> **DIRECTIONS**
Return the records exactly as they are.

=== INFORMATION PROVIDED ===

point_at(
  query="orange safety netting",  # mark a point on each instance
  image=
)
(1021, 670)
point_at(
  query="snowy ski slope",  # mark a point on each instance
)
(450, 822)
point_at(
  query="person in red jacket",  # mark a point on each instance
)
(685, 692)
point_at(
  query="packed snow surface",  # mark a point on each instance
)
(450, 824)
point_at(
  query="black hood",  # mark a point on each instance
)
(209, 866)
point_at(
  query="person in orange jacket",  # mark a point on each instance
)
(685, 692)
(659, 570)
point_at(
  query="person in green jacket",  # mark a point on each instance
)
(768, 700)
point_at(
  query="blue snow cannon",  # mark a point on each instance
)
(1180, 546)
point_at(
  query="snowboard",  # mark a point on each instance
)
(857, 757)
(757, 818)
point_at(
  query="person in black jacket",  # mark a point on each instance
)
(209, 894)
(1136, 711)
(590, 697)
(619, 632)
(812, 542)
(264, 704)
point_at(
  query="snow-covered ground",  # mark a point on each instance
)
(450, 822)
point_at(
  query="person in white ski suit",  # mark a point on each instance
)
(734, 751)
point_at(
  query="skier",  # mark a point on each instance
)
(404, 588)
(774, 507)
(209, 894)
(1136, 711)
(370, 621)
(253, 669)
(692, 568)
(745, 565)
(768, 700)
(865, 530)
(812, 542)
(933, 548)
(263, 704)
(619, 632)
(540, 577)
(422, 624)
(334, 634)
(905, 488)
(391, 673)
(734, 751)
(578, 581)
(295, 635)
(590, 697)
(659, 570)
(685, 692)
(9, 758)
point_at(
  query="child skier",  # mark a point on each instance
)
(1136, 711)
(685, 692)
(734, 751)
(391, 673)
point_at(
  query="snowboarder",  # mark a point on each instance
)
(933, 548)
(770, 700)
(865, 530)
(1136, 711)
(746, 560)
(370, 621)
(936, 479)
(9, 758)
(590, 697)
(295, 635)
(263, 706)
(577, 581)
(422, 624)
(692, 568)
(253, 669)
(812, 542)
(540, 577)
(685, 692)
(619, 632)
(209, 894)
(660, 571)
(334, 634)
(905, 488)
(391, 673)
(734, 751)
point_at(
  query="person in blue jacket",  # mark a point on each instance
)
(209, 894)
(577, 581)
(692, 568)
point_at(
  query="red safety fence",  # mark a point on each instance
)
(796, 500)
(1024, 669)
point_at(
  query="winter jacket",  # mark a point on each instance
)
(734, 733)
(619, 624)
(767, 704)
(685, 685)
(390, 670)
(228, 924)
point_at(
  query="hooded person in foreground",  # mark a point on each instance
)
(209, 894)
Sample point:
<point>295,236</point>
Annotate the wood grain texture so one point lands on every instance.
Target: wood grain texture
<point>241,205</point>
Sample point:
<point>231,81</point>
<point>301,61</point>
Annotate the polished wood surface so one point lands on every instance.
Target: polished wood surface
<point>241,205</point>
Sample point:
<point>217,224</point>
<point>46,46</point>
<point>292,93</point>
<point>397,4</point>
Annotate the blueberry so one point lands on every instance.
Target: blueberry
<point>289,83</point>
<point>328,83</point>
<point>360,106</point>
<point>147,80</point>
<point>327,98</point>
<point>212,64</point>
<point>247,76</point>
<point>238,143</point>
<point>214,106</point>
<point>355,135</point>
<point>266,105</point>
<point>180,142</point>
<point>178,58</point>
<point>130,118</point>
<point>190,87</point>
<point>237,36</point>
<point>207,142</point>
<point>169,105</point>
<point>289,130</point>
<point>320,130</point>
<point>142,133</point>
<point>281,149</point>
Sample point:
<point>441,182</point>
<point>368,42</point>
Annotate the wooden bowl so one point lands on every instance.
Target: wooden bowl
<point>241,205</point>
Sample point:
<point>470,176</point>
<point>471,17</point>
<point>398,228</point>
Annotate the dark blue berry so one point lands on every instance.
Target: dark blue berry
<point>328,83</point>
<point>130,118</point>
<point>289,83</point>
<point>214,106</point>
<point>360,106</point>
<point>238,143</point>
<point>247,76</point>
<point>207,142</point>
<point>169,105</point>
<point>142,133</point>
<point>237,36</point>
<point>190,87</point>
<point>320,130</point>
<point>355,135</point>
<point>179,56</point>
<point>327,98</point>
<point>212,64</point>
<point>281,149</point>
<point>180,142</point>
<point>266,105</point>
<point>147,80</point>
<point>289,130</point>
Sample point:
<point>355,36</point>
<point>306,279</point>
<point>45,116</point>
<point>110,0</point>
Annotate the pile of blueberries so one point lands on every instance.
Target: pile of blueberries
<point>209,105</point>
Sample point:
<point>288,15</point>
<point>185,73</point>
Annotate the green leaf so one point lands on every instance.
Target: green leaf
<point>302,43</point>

===

> **PROBLEM SOLUTION**
point_at(
  query="orange safety netting",  # mark a point on each instance
  image=
)
(1021, 670)
point_at(
  query="snowy ski slope",  # mark a point on each instance
)
(450, 822)
point_at(
  query="person in red jacket",  # mark a point on each instance
)
(685, 692)
point_at(
  query="packed snow surface",  # mark a point on each instance
)
(450, 824)
point_at(
  query="black hood",  # mark a point on each instance
)
(209, 866)
point_at(
  query="person in orange jacket",  # mark a point on each instance
)
(685, 692)
(659, 570)
point_at(
  query="person in green jacket",  # mark a point on each instance
)
(768, 700)
point_at(
  query="blue snow cannon",  # mark a point on each instance
)
(1180, 546)
point_at(
  query="snowboard",  # mark a point on each instance
)
(857, 757)
(757, 818)
point_at(
  query="person in black jacket",  # mark a point on each instance
)
(209, 894)
(1136, 711)
(590, 697)
(619, 632)
(812, 542)
(264, 704)
point_at(
  query="snow-covered ground",  # mark a point on each instance
)
(450, 822)
point_at(
  query="person in white ski suit",  # mark a point on each instance
)
(734, 751)
point_at(
  query="skier",  # mark a point on each instance
)
(404, 588)
(774, 507)
(209, 894)
(1136, 711)
(370, 621)
(253, 669)
(692, 568)
(745, 565)
(768, 700)
(865, 530)
(812, 542)
(933, 548)
(263, 704)
(619, 632)
(540, 577)
(422, 624)
(334, 634)
(905, 488)
(391, 673)
(734, 751)
(578, 581)
(295, 635)
(590, 697)
(659, 570)
(685, 692)
(9, 758)
point_at(
  query="child skier",  # mark a point on each instance
)
(1136, 711)
(685, 692)
(734, 751)
(391, 673)
point_at(
  query="snowboarder",  # mark a point on each instance
)
(933, 548)
(770, 700)
(865, 530)
(1136, 711)
(746, 560)
(370, 621)
(936, 479)
(9, 758)
(590, 697)
(295, 635)
(263, 706)
(577, 581)
(422, 624)
(692, 568)
(253, 669)
(812, 542)
(540, 577)
(685, 692)
(619, 632)
(209, 894)
(660, 571)
(334, 634)
(905, 488)
(391, 673)
(734, 751)
point_at(
  query="person in blue jacket",  # mark a point on each instance
)
(209, 894)
(577, 581)
(692, 568)
point_at(
  query="red safety fence",  # mark a point on each instance
)
(796, 500)
(1024, 669)
point_at(
  query="winter jacket",  # mark a point on each instance
)
(734, 733)
(619, 624)
(767, 704)
(685, 685)
(390, 670)
(228, 924)
point_at(
  query="hooded person in foreground",  # mark a point on each instance
)
(209, 894)
Sample point:
<point>295,236</point>
Annotate the wood grain texture so one point lands on every instance.
Target: wood grain texture
<point>241,205</point>
Sample point:
<point>231,81</point>
<point>301,61</point>
Annotate the polished wood surface so one point lands on every instance.
Target: polished wood surface
<point>241,205</point>
Sample point:
<point>217,224</point>
<point>46,46</point>
<point>292,93</point>
<point>397,4</point>
Annotate the blueberry so one point lands on every instance.
Target: blueberry
<point>289,83</point>
<point>328,83</point>
<point>360,106</point>
<point>147,80</point>
<point>327,98</point>
<point>212,64</point>
<point>247,76</point>
<point>238,143</point>
<point>214,106</point>
<point>355,135</point>
<point>266,105</point>
<point>180,142</point>
<point>178,58</point>
<point>130,118</point>
<point>190,87</point>
<point>237,36</point>
<point>207,142</point>
<point>169,105</point>
<point>289,130</point>
<point>320,130</point>
<point>142,133</point>
<point>281,149</point>
Sample point:
<point>441,182</point>
<point>368,42</point>
Annotate the wooden bowl so one point lands on every instance.
Target: wooden bowl
<point>241,205</point>
Sample point:
<point>470,176</point>
<point>471,17</point>
<point>398,228</point>
Annotate the dark blue berry so one point lands on every instance.
Target: dark blue berry
<point>328,83</point>
<point>130,118</point>
<point>289,83</point>
<point>214,106</point>
<point>360,106</point>
<point>238,143</point>
<point>247,76</point>
<point>207,142</point>
<point>169,105</point>
<point>142,133</point>
<point>237,36</point>
<point>190,87</point>
<point>320,130</point>
<point>355,135</point>
<point>179,56</point>
<point>327,98</point>
<point>212,64</point>
<point>281,149</point>
<point>180,142</point>
<point>266,105</point>
<point>147,80</point>
<point>289,130</point>
Sample point:
<point>355,36</point>
<point>306,279</point>
<point>45,116</point>
<point>110,0</point>
Annotate the pile of blueberries so one point lands on every instance.
Target: pile of blueberries
<point>209,105</point>
Sample point:
<point>288,15</point>
<point>185,73</point>
Annotate the green leaf so one point lands on every instance.
Target: green leaf
<point>302,43</point>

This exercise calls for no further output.